_REQUIRED ACTIONS_
1. Reproduce, word for word, the passage of the shortstop article that opens with the words containing "A Golden Age" and closes with "games since integration.".
2. For each statement, indicate whether the shortstop article supports it, answering yes or no and quoting the words that decide it: (a) shortstops together exceeded 80 WAR in 2016; (b) shortstops in 2016 produced the most wins per 150 games of any season since integration; (c) the leaderboards count only players who spent most of their games at shortstop.
Segment Start: TEXT PROVIDED
A Golden Age of Shortstops?

You probably are already aware last season was a good one for shortstops but here are a few refreshers …

Not bad …

That’s a shortstop?

Now you’re just showing off …

It was a good year for shortstops. Actually, it was a great year. In fact, according to FanGraphs WAR leaderboards, it was the best year ever for major-league shortstops. Shortstops combined for 81.7 WAR, the first time the group has crossed the 80-win threshold.

Nor is it a group that’s superior to its predecessors merely because of expanded schedules or an expanded league. Shortstops in 2016 produced the second-most wins per 150 games since integration.

A Golden Era for Shortstops?
Rank Season G PA AVG OBP SLG wRC+ Off Def WAR WAR150
1 1964 4398 15923 .253 .317 .360 90 -171.4 220.1 58.0 2.0
2 2016 6303 22977 .262 .319 .407 92 -187.0 228.5 81.7 1.9
3 1947 3114 11588 .260 .338 .358 90 -145.9 157.5 40.0 1.9
4 1949 3076 11839 .260 .343 .363 89 -171.1 164.2 38.6 1.9
5 1952 3269 11685 .254 .332 .344 88 -167.5 176.1 40.8 1.9
6 2007 6467 23852 .273 .329 .402 90 -253.1 224.6 75.7 1.8
7 2005 6515 24458 .269 .323 .394 88 -283.4 216.9 74.5 1.7
8 1948 3409 12514 .264 .339 .358 88 -190.4 159.8 38.6 1.7
9 2002 6347 23032 .264 .321 .394 88 -298.0 235.2 70.3 1.7
10 2011 6739 24629 .258 .314 .370 88 -299.7 213.2 73.2 1.6
11 1960 3436 11390 .252 .319 .365 86 -183.8 189.9 36.9 1.6
12 2012 6429 23548 .256 .310 .375 86 -348.9 252.4 69.0 1.6
13 2014 6410 22740 .251 .306 .363 87 -269.5 192.5 68.7 1.6
14 2004 6180 22892 .268 .321 .403 86 -331.9 233.5 66.0 1.6
15 1966 4527 16281 .250 .304 .345 83 -302.6 254.6 48.3 1.6
16 1950 2912 11192 .263 .339 .373 84 -224.9 159.8 30.7 1.6
17 1988 5529 18892 .250 .308 .347 85 -299.7 234.3 57.3 1.6
18 1951 2989 11041 .256 .331 .349 84 -223.3 166.9 30.9 1.6
19 1957 3814 13030 .258 .319 .368 86 -205.7 190.2 39.2 1.5
20 1955 3276 11239 .258 .323 .359 83 -224.6 201.6 33.5 1.5
League shorstops since integration (1947).
WAR150 denotes WAR per 150 games played.

The leaderboards do not perfectly capture performance by position, as they include total performance from all players who have played at least 25% of their games at a position. (For example, even though Manny Machado spent most of 2016 at third base his total production counted toward the shortstop leaderboard.)
Segment End: TEXT PROVIDED
Segment Start: DATASET EXCERPTS
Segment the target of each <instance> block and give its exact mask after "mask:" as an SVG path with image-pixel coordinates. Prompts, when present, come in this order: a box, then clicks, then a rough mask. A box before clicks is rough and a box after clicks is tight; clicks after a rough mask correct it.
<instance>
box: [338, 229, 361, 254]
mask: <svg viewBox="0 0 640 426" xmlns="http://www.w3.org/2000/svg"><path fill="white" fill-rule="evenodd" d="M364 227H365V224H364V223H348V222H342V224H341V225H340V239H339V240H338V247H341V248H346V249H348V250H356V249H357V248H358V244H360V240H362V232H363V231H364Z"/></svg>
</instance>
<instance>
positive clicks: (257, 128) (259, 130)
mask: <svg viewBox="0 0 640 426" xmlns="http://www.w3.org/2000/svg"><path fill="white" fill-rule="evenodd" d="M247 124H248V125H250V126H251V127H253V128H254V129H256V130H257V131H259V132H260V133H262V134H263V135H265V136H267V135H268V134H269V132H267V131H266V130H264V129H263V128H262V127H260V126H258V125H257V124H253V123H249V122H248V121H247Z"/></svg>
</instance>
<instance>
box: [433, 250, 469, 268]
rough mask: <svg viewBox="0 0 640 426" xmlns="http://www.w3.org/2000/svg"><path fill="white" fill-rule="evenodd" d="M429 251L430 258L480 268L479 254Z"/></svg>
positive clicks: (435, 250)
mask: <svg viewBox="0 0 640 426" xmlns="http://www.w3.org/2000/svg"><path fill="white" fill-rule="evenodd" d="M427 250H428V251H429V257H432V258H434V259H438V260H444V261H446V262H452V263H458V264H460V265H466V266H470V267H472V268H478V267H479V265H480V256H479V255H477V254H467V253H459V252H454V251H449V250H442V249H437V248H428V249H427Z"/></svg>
Segment End: DATASET EXCERPTS
_OUTPUTS FOR THE TASKS_
1.
A Golden Age of Shortstops?

You probably are already aware last season was a good one for shortstops but here are a few refreshers …

Not bad …

That’s a shortstop?

Now you’re just showing off …

It was a good year for shortstops. Actually, it was a great year. In fact, according to FanGraphs WAR leaderboards, it was the best year ever for major-league shortstops. Shortstops combined for 81.7 WAR, the first time the group has crossed the 80-win threshold.

Nor is it a group that’s superior to its predecessors merely because of expanded schedules or an expanded league. Shortstops in 2016 produced the second-most wins per 150 games since integration.

2.
(a) Yes: "Shortstops combined for 81.7 WAR, the first time the group has crossed the 80-win threshold."
(b) No: "Shortstops in 2016 produced the second-most wins per 150 games since integration."
(c) No: "they include total performance from all players who have played at least 25% of their games at a position."